● PROBLEMA 1: Secondo il brano proposto, in quale giorno il Ministero dei Beni Culturali istituì per decreto il vincolo su Canal Grande, bacino di San Marco, canale di San Marco e canale della Giudecca?

++++ BRANO PROPOSTO ++++

Ma di Venezia ce ne frega davvero qualcosa?


Di Venezia ci interessa ancora qualcosa? Riflessioni a margine della drammatica marea che ha colpito la città nella notte tra il 12 e il 13 novembre.

Nel lungo elenco di editoriali che in queste ore tutti i quotidiani hanno dedicato al dramma di Venezia, non s’è fatta menzione d’un fatto che risale all’inizio di quest’anno: il 31 gennaio, il Ministero dei Beni Culturali, con apposito decreto, istituiva il vincolo di notevole interesse culturale su Canal Grande, bacino di San Marco, canale di San Marco e canale della Giudecca. Un fatto di portata rilevante e non soltanto per Venezia, dacché, per la prima volta, lo Stato notificava un sistema di vie di comunicazione acquatiche. Di rimando, la giunta del Comune di Venezia approvava una delibera per avviare un ricorso al Tar contro i provvedimenti ministeriali: si riteneva infatti che il ministero avesse invaso in maniera “inutile e inefficace” le competenze sulla tutela degli interessi dei residenti che dovrebbero invece essere attribuite al Comune. Il compianto Edoardo Salzano, che alla salvaguardia di Venezia ha dedicato gran parte della sua vita, interpretava la mossa del Comune come un suo opporsi alla tutela di Venezia. E l’argomento sarebbe tornato prepotentemente alla ribalta neppure tre mesi dopo, quando una nave da crociera urtò un battello turistico in uno spaventoso incidente nel canale della Giudecca: molti abitanti rinfacciavano al sindaco la contrarietà del Comune a una misura voluta per tenere le grandi navi lontane da Venezia.

++++ DATI DELL'ESERCIZIO ++++

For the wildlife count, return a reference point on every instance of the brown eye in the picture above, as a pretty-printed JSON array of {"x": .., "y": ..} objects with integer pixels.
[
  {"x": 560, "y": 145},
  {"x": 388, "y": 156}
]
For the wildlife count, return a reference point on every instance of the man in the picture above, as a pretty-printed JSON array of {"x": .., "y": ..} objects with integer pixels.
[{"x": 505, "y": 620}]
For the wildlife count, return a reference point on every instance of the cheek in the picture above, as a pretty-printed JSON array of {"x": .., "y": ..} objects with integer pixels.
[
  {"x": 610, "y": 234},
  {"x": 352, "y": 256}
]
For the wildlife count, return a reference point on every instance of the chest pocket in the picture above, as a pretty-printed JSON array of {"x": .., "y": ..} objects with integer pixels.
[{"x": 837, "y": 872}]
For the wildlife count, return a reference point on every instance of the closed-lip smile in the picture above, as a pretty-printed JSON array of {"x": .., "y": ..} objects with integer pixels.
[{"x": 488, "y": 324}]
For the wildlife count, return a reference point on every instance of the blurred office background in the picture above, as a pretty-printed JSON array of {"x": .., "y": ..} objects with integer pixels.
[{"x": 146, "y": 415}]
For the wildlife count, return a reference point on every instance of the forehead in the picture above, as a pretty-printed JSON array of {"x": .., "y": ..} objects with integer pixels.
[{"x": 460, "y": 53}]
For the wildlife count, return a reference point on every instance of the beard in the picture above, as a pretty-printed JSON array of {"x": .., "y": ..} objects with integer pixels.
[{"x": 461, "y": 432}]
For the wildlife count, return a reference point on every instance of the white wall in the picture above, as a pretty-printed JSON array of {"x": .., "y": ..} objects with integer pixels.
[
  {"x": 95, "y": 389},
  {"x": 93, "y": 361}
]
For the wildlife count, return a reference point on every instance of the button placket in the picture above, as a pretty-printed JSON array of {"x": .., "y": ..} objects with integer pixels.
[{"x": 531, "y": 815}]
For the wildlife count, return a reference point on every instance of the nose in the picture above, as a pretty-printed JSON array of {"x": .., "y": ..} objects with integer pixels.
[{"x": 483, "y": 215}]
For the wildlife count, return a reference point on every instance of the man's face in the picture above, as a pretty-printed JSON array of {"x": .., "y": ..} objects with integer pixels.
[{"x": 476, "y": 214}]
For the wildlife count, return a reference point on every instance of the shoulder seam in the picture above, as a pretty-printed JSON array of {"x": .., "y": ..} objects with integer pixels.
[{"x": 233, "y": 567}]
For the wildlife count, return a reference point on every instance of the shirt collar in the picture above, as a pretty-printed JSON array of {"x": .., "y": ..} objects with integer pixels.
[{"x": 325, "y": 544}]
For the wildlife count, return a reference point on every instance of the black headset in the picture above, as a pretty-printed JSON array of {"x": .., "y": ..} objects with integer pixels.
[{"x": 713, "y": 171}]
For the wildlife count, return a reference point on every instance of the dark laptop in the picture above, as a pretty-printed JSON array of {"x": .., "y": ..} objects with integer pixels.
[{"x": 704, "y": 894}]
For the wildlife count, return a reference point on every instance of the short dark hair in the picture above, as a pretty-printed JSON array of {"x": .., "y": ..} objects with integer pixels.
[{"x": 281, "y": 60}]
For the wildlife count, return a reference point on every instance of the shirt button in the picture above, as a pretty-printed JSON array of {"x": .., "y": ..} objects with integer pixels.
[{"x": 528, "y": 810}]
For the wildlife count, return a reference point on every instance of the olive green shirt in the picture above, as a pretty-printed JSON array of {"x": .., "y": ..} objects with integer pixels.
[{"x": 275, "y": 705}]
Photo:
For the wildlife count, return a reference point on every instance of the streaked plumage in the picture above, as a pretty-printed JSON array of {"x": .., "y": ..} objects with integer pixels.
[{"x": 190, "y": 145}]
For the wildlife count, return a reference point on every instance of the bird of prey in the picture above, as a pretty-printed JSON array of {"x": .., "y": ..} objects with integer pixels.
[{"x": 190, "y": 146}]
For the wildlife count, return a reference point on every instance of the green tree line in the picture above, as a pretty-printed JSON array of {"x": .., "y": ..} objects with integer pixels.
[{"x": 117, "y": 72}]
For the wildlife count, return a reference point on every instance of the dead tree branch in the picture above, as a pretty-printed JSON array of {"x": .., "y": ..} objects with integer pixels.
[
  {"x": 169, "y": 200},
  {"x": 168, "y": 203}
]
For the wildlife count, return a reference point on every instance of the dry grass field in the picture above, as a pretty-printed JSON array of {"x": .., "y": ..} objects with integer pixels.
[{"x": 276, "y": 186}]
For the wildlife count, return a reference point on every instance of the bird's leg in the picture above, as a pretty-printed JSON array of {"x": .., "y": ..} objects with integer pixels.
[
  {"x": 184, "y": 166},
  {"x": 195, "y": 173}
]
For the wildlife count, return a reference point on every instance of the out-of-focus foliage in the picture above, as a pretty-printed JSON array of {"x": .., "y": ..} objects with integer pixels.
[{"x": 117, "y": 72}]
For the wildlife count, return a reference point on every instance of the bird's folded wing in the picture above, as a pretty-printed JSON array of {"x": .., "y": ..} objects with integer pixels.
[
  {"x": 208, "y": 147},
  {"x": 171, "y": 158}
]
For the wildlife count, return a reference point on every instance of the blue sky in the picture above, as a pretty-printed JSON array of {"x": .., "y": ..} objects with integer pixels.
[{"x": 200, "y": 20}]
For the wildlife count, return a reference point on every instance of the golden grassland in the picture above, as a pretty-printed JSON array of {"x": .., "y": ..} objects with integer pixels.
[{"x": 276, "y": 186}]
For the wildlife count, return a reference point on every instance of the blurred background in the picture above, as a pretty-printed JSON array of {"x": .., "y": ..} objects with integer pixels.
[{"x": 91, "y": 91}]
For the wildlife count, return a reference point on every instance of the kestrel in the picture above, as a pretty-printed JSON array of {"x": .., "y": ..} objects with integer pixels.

++++

● PROBLEMA 2: Restituisci tutte le righe dei dati in cui compare la parola "tree", tenendo conto di maiuscole e minuscole.

● RISPOSTA 1: Il 31 gennaio.

● RISPOSTA 2:
For the wildlife count, return a reference point on every instance of the green tree line in the picture above, as a pretty-printed JSON array of {"x": .., "y": ..} objects with integer pixels.
For the wildlife count, return a reference point on every instance of the dead tree branch in the picture above, as a pretty-printed JSON array of {"x": .., "y": ..} objects with integer pixels.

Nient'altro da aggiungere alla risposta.